___ DATASET EXTRACT ___
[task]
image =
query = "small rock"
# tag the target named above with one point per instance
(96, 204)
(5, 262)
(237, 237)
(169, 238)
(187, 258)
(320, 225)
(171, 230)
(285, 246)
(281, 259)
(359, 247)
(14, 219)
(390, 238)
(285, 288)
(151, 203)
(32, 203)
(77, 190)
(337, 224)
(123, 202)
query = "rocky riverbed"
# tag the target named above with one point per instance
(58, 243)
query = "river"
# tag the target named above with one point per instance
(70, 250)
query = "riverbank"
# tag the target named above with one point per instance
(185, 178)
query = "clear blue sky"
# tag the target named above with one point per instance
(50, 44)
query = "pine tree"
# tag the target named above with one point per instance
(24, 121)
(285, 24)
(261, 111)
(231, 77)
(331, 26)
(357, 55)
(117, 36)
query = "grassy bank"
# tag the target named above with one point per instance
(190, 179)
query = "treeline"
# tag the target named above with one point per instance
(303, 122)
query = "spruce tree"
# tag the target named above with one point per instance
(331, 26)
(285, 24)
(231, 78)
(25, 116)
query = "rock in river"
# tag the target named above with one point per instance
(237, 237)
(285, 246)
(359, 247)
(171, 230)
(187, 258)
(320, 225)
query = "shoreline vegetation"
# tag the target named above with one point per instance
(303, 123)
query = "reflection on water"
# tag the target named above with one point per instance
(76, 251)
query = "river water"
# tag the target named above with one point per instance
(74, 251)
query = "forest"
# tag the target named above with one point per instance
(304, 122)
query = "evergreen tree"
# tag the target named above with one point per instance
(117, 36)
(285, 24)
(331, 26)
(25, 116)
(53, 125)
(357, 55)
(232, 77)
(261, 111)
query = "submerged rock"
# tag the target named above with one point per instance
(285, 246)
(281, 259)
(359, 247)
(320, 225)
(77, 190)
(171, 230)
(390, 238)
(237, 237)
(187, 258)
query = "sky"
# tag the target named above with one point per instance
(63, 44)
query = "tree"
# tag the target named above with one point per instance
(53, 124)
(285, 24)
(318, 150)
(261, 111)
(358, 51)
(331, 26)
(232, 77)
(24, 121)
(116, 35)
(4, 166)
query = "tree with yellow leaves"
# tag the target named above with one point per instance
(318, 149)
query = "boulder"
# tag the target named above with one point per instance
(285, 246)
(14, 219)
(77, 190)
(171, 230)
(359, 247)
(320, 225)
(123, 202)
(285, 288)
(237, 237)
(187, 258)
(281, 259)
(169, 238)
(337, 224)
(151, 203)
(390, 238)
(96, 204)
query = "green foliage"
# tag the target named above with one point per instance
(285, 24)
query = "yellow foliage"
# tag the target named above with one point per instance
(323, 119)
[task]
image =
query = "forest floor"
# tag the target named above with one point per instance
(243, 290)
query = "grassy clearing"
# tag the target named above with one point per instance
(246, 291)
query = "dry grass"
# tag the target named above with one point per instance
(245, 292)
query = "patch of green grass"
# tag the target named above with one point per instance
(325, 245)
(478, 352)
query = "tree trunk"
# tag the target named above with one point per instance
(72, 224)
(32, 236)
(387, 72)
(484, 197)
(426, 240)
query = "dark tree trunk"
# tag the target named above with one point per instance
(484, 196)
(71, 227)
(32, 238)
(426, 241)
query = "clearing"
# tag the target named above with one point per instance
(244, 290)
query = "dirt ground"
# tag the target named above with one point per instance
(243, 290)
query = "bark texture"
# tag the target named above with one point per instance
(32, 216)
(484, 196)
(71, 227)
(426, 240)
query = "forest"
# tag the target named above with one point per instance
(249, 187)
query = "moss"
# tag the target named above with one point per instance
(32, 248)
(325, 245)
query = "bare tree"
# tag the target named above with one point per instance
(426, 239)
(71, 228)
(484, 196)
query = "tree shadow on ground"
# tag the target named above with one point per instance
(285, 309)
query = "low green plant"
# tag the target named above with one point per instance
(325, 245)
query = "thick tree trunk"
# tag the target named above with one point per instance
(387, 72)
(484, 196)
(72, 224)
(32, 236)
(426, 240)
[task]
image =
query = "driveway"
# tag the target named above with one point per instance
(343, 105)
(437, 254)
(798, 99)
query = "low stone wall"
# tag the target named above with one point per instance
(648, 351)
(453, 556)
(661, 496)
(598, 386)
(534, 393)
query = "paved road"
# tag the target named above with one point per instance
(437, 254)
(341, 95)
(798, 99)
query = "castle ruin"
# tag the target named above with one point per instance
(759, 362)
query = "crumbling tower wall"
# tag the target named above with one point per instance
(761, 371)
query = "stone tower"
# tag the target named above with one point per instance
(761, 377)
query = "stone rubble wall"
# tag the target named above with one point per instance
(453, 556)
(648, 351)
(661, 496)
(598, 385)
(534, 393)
___
WHAT YOU WILL DO: Each entry above is to be quoted exactly.

PROBLEM SOLUTION:
[task]
image =
query = "small rock"
# tag the target named above with one point per instance
(96, 204)
(5, 262)
(237, 237)
(169, 238)
(187, 258)
(320, 225)
(171, 230)
(285, 246)
(281, 259)
(359, 247)
(14, 219)
(390, 238)
(285, 288)
(151, 203)
(32, 203)
(77, 190)
(337, 224)
(123, 202)
query = "rocky riverbed"
# tag the target named above with one point per instance
(58, 243)
query = "river"
# tag the target named above with one point per instance
(70, 250)
query = "riverbank"
# tag the target named above with one point per instance
(185, 178)
query = "clear blue sky"
# tag the target named above with one point per instance
(50, 44)
query = "pine tree"
# tag the target named above with one point per instance
(24, 121)
(285, 24)
(261, 111)
(231, 77)
(331, 26)
(357, 55)
(117, 36)
query = "grassy bank"
# tag the target named above with one point per instance
(190, 179)
query = "treeline"
# tag the target named above with one point per instance
(303, 122)
query = "spruce tree"
# tag the target named above with one point per instance
(331, 26)
(285, 24)
(231, 78)
(25, 116)
query = "rock in river"
# tag the target named above with one point per instance
(237, 237)
(285, 246)
(359, 247)
(171, 230)
(187, 258)
(320, 225)
query = "shoreline vegetation"
# tag the target named above with one point per instance
(303, 123)
query = "reflection on water"
# tag the target named above with one point per instance
(76, 251)
query = "river water"
# tag the target named above with one point per instance
(74, 251)
query = "forest"
# tag the target named above with one point per instance
(304, 122)
query = "evergreen tree"
# tag the target named above with one point per instance
(117, 36)
(285, 24)
(331, 26)
(25, 116)
(53, 125)
(357, 55)
(232, 77)
(261, 111)
query = "submerged rock"
# tag the target named above with one point per instance
(285, 246)
(281, 259)
(359, 247)
(320, 225)
(77, 190)
(171, 230)
(390, 238)
(237, 237)
(187, 258)
query = "sky"
# tag the target named above with one point per instance
(63, 44)
query = "tree"
# tag the target named above with one point per instance
(53, 124)
(285, 24)
(318, 150)
(261, 111)
(358, 51)
(331, 26)
(232, 77)
(24, 121)
(116, 35)
(4, 166)
query = "tree with yellow leaves"
# tag the target named above with one point per instance
(318, 149)
query = "boulder"
# tag the target named above with one point per instance
(285, 246)
(14, 219)
(77, 190)
(171, 230)
(359, 247)
(320, 225)
(123, 202)
(285, 288)
(237, 237)
(187, 258)
(281, 259)
(169, 238)
(337, 224)
(151, 203)
(390, 238)
(96, 204)
query = "green foliage"
# tag the target named above with one point per instance
(285, 24)
query = "yellow foliage"
# tag the target named above with one point per instance
(323, 119)
[task]
image =
query = "forest floor"
# tag the target named above with one point per instance
(243, 290)
query = "grassy clearing"
# tag the target named above with one point per instance
(246, 291)
query = "dry grass"
# tag the target named above with one point per instance
(245, 292)
query = "patch of green grass"
# tag the target named above with one point per instance
(325, 245)
(478, 352)
query = "tree trunk"
# tag the target named above with one point per instance
(72, 224)
(32, 236)
(387, 72)
(484, 197)
(426, 240)
query = "dark tree trunk"
# tag the target named above with one point per instance
(484, 196)
(71, 227)
(32, 238)
(426, 241)
query = "clearing"
# tag the target named above with one point per instance
(244, 290)
query = "dirt ground"
# tag the target named above with one point per instance
(243, 290)
query = "bark texture"
# tag the target named above with one point per instance
(32, 216)
(484, 196)
(71, 227)
(426, 240)
query = "forest"
# tag the target named above with one point per instance
(249, 187)
query = "moss"
# tag the target named above with one point per instance
(32, 248)
(325, 245)
query = "bare tree"
# tag the target named above with one point per instance
(426, 239)
(71, 228)
(484, 196)
query = "tree shadow on ground"
# tag the target named above with one point per instance
(285, 309)
query = "low green plant"
# tag the target named above with one point per instance
(325, 245)
query = "thick tree trunk"
# tag the target named above with one point per instance
(387, 72)
(484, 196)
(72, 224)
(32, 236)
(426, 240)
[task]
image =
query = "driveway"
# tag the target named above with one point per instance
(343, 105)
(437, 254)
(798, 99)
query = "low stone wall"
# tag the target named above with one point per instance
(648, 351)
(453, 556)
(661, 496)
(598, 386)
(534, 393)
query = "paved road"
# tag the target named above with one point per instance
(437, 254)
(341, 95)
(798, 99)
query = "castle ruin"
# tag the target named above with one point per instance
(759, 362)
query = "crumbling tower wall"
# tag the target named above with one point per instance
(761, 371)
query = "stone tower"
# tag the target named above with one point per instance
(761, 377)
query = "stone rubble wall"
# tag the target named above with one point per instance
(453, 556)
(648, 351)
(661, 496)
(598, 385)
(534, 393)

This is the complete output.